▶ **Short exercise**
Collect every line in the entries below that contains the string "store". Treat uppercase and lowercase letters as different.

** start **

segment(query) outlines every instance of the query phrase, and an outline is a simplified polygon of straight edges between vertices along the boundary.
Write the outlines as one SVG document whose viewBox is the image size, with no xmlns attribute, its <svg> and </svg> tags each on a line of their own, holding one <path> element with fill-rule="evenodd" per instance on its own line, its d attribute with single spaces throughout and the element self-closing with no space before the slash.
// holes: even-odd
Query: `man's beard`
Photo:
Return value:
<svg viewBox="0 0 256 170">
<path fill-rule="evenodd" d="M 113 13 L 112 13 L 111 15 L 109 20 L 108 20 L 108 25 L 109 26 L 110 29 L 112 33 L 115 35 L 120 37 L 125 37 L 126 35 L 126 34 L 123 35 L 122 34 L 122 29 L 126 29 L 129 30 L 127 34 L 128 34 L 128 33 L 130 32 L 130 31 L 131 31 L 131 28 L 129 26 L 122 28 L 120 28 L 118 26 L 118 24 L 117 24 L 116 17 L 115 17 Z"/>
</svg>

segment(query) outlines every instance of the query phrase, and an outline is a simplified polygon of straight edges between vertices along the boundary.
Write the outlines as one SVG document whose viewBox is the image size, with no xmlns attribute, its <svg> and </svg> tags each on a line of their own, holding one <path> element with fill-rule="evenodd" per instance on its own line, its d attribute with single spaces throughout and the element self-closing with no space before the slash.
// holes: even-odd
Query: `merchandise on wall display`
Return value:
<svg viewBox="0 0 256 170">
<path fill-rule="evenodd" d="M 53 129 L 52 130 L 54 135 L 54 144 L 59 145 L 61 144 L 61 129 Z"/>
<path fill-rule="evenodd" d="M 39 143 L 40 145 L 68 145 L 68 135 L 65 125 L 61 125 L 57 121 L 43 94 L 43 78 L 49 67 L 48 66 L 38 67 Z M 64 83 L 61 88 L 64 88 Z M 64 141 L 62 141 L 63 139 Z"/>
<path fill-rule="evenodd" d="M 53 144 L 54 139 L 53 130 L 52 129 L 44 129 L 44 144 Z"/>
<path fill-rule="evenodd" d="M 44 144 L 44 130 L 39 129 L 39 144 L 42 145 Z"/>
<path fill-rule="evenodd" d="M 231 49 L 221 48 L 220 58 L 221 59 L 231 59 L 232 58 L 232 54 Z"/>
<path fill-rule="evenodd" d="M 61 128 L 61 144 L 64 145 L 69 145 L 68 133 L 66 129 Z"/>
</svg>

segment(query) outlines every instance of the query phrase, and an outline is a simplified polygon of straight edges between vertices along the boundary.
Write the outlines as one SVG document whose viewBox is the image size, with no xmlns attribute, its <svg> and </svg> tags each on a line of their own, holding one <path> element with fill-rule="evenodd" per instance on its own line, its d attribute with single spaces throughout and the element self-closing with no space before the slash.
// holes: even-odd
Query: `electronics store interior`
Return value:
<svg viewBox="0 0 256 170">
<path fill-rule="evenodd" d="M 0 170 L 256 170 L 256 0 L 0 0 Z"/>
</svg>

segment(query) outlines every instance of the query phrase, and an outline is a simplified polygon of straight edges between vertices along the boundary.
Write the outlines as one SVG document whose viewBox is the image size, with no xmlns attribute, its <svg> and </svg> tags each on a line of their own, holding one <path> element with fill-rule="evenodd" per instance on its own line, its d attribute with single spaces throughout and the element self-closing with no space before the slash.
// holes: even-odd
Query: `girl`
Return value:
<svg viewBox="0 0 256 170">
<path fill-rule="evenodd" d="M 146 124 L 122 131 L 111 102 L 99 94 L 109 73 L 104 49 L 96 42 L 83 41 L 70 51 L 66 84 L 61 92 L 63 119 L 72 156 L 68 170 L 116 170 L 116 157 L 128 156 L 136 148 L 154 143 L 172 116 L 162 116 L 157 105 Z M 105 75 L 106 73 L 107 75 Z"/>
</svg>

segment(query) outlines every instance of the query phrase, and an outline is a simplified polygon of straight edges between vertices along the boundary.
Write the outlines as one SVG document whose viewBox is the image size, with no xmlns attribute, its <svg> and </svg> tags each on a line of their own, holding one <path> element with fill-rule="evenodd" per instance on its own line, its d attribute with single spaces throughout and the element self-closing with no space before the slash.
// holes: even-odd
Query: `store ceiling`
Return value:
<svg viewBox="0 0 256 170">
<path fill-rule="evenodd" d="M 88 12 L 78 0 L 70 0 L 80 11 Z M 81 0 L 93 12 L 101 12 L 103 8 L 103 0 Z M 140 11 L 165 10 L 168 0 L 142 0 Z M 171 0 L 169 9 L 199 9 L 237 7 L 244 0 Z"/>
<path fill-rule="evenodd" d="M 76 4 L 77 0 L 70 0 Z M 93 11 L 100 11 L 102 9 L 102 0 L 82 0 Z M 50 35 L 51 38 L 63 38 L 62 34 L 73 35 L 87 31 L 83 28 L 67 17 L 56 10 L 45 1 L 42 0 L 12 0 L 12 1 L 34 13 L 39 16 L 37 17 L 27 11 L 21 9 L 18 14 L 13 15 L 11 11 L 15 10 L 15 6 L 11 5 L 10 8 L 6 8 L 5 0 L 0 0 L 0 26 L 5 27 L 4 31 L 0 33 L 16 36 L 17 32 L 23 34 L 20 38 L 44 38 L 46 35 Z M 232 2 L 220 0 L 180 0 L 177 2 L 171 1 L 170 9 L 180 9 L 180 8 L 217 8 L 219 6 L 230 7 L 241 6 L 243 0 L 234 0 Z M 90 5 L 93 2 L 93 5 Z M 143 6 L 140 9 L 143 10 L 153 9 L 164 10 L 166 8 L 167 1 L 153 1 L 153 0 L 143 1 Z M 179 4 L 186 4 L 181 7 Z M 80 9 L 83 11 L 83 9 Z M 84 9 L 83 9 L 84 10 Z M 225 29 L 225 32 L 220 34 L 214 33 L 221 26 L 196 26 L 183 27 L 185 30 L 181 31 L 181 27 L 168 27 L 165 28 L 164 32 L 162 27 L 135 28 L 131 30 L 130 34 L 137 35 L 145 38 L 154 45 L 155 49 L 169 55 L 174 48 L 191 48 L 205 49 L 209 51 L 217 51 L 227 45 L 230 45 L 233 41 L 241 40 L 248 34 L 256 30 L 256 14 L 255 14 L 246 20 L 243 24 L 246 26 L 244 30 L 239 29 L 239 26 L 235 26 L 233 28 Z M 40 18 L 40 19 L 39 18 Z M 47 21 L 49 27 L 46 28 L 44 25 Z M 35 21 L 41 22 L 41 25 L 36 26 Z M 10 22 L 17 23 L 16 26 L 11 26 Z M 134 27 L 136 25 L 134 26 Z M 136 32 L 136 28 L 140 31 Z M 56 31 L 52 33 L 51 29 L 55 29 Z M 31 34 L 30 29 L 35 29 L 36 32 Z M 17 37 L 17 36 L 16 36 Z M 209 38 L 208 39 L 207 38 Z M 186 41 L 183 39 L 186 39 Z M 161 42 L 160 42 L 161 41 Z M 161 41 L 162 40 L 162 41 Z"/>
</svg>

** end **

▶ **Answer**
Query: `electronics store interior`
Query: `store ceiling`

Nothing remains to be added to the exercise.